## Исходный документ
- - - - - - -
Все были довольны, и я в том числе.
Синдром Алисы
— Но мне совсем не хочется идти к ненормальным, — заметила Алиса.
— А иначе у тебя и не выйдет, — сказал кот, — здесь все ненормальные. Я ненормальный, ты ненормальная.
— Откуда вы знаете, что я ненормальная? — спросила Алиса.
— Потому что ты тут, — сказал кот. — Иначе бы ты здесь не очутилась.
У скольких из нас при входе в знакомое бистро — где форма беседы, в основном на тему политики, так часто напоминает сложную игру, правил которой никто не знает, и где каждый хоть и спорит невпопад, но все же желает во что бы то ни стало утвердить свое мнение — возникало ощущение, что ты пришел на чай к ненормальным? Петер Хандке[22] в книге «Писатель после полудня» признается, что часто испытывал этот «синдром Алисы»:
Он потому и пошел в этот гостиничный ресторан на окраине города, который про себя называл «кафе», чтобы удостовериться, что он не чокнутый, а даже наоборот — в чем он всегда убеждался в обществе других людей он был одной из редких личностей, чье душевное здоровье более-менее в норме.
Если и существовал ребенок, который испытывал похожее тревожное чувство, глядя на окружающий мир, то им был сын пастора из Дарсбери в графстве Чешир. Этот мальчик (по всей видимости, сверх меры одаренный в математике и логике…) действительно очень рано ощутил свою несхожесть с другими и как следствие — одиночество. И тогда он придумал себе в утешение старшего товарища и друга, которого назвал Льюис Кэрролл, и вместе с ним создал взамен — с улыбкой, но и с сарказмом — свой особенный мир, где маленькие девочки, которыми он втайне любовался, животные, которым он глубоко сочувствовал, и чопорные и напыщенные персонажи его эпохи выглядели архетипическими марионетками.
Однако если тот, кто позднее станет эксцентричным чудаком и диаконом Чарльзом Латвиджем Доджсоном, явно обладал незаурядным умом, то Льюис Кэрролл был истинным гением, и, создавая эту комедию в мире снов, он не только едко высмеял чрезвычайно консервативное викторианское общество своего времени, но и — на вид совершенно невинным образом — навечно заклеймил нравственные и духовные ценности западного мира в целом.
Как любой гений, Кэрролл ограничился очень простым приемом: он самым естественным образом взял за основу старейшую и сильнейшую духовную традицию своей страны, антиинтеллектуалистский прагматизм, незыблемую англосаксонскую веру в здравый смысл, законченную модель которого ранее описал доктор Сэмюэл Джонсон и которая нашла дальнейшее воплощение у писателей, мастеров сарказма, вроде Сэмюэла Батлера[23] («Это была такая прекрасная, такая замечательная теория, увы, уничтоженная какой-то гадкой мелочью!», из книги «Путь всякой плоти»), Лоренса Стерна, отчасти Чарльза Диккенса, Г. К. Честертона («Сумасшедший тот, кто утратил все, кроме разума», из книги «Ортодоксия») и особенно Джерома К. Джерома.
- - - - - - -
## Точечная разметка фотографий
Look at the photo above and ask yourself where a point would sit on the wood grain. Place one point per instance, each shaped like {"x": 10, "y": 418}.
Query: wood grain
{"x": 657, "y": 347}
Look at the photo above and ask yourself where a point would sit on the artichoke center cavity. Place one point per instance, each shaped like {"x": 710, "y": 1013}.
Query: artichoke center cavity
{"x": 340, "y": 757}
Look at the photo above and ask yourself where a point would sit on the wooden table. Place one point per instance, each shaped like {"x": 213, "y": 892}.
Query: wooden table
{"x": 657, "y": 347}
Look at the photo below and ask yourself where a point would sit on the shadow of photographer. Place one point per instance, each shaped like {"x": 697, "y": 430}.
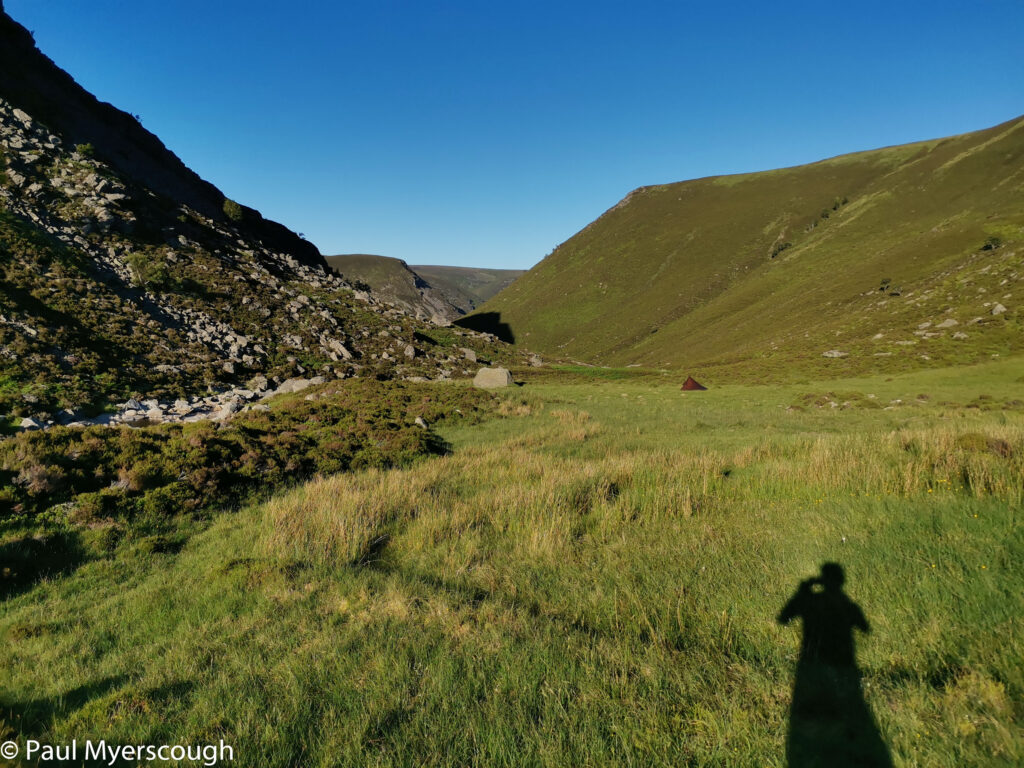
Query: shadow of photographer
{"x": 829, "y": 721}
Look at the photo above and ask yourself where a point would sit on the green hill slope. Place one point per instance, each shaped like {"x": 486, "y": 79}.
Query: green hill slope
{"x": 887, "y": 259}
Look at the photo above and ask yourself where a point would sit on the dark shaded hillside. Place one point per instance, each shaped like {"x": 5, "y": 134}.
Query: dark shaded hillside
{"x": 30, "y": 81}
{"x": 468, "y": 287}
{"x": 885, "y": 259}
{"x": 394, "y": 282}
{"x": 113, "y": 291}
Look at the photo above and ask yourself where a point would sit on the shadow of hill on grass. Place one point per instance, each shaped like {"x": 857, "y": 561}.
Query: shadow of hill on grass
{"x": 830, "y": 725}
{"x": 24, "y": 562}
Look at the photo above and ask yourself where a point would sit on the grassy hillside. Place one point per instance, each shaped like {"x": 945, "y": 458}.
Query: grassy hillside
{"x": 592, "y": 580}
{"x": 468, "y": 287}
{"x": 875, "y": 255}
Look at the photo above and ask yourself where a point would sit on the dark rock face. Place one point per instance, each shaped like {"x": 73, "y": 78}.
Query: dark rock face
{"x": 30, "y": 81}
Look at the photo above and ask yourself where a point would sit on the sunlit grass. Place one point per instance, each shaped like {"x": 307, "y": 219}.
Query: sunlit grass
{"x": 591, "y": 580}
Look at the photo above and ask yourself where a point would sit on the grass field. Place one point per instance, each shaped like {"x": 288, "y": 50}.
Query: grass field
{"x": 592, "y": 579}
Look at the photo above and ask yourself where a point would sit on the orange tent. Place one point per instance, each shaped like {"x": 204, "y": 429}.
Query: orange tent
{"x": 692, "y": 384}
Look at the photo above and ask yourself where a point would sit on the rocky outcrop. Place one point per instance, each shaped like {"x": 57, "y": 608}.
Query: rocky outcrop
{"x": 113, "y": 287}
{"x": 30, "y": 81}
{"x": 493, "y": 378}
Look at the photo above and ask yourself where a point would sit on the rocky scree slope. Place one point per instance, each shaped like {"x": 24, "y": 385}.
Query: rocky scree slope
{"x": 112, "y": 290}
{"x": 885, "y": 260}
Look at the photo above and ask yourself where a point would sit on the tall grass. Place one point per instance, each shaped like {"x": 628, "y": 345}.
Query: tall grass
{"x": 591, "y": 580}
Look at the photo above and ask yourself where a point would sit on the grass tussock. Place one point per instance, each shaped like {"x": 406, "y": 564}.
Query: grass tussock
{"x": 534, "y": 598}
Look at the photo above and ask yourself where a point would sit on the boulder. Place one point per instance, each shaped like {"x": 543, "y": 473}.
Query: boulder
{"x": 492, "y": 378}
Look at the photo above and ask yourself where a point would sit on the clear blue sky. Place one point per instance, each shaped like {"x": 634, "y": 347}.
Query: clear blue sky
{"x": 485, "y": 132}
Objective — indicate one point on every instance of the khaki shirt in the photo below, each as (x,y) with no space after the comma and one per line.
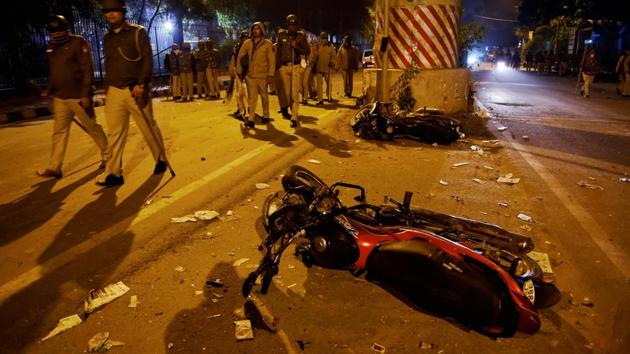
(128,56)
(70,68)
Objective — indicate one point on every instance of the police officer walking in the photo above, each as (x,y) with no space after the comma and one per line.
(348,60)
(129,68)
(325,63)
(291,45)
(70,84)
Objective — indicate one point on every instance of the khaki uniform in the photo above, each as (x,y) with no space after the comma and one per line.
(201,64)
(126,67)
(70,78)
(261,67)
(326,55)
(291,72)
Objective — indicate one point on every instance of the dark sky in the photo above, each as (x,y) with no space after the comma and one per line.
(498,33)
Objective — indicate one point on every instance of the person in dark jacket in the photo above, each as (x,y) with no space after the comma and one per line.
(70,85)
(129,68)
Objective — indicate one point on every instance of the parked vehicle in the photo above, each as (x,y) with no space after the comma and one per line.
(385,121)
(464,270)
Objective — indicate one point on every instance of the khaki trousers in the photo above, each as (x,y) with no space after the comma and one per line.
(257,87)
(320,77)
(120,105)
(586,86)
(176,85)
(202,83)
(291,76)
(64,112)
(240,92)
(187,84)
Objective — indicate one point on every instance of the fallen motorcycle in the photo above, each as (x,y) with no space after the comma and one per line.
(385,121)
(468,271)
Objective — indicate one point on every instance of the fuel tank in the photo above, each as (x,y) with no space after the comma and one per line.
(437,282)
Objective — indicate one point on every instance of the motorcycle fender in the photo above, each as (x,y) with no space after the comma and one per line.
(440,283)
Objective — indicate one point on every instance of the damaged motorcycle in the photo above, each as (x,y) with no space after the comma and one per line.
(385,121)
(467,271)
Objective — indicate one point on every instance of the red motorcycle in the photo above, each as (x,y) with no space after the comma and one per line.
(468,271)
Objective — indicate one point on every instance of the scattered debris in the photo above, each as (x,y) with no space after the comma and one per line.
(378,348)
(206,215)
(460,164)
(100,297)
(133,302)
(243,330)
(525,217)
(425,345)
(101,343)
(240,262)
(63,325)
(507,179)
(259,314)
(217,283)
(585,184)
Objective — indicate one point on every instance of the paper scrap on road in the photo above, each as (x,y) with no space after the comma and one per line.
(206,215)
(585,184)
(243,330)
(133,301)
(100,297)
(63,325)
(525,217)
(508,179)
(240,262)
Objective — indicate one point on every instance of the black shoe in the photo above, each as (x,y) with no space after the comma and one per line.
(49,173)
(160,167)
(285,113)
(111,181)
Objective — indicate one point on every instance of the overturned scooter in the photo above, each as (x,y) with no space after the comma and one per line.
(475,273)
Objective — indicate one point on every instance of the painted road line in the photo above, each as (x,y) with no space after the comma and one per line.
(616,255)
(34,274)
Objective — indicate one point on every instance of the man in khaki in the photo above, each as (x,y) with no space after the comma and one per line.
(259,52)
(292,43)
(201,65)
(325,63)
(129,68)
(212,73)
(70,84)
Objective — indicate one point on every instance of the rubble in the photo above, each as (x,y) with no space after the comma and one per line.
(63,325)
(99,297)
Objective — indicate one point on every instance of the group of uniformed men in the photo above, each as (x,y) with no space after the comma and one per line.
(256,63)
- - - - - - -
## Задачи
1. Сократите абзац текста о синдроме Алисы, начинающийся словами «Если и существовал ребенок», сохранив его основные факты.
2. Продолжите текст о синдроме Алисы после его последнего предложения.
Записи в этой работе не нужны.

## Ответы к задачам
1. Похожую тревогу перед окружающим миром испытывал сын пастора из Дарсбери в графстве Чешир. По всей видимости, он был сверх меры одарен в математике и логике и очень рано ощутил свою несхожесть с другими, а вслед за ней одиночество. В утешение он придумал старшего товарища и друга по имени Льюис Кэрролл. Вместе с ним он с улыбкой и сарказмом создал особенный мир. В нем маленькие девочки, которыми он втайне любовался, животные, которым он сочувствовал, и чопорные, напыщенные персонажи его эпохи выглядели архетипическими марионетками.

2.
Однако Кэрролл, как истинный логик — что делает его вклад одинаково уморительным и незабываемым, — ограничился доказательством через абсурд, он довел до бессмыслицы (излюбленный насмешливый выпад здравого смысла) последствия самых классических и самых ограниченных предрассудков своего времени и, поступив так, создал самое действенное, попирающее догмы, произведение из всех когда-либо написанных.
Лин Юйтан, китайский философ, уехавший в Соединенные Штаты, писал:
Презрение англичан к теориям, их манера неторопливо, по мере надобности, их саботировать и в любом случае их медлительность в поиске собственного пути, любовь к личной свободе, уважению и здравому смыслу порядка — вещи, которые действуют на ход событий гораздо сильнее, чем любая логика немецкого диалектика…
А я добавлю: равно как и все блестящие рассуждения француза-картезианца. Причина, вероятно, по которой, заметим по ходу, Льюиса Кэрролла так мало читают во Франции, и, конечно, менее всего те признанные серьезные умы, которые относят его произведения в разряд детской литературы. Мне кажется, правда состоит в том, что эта книга — они предчувствуют это — может показать их самих, запечатленных в бессмертном образе Шалтая-Болтая — закоренелого педанта, закупоренного в своей форме самодовольного яйца, который хвалится тем, что может заставить слово означать то, что ему нужно, потому что, как он безапелляционно заявляет Алисе: «Нужно просто знать, кто здесь хозяин!» Или же в образе забавного Белого Рыцаря, чей блестящий ум не перестает изобретать самые невозможные и самые бесполезные вещи, тогда как сам он неспособен и нескольких секунд удержаться в седле своего смирного скакуна.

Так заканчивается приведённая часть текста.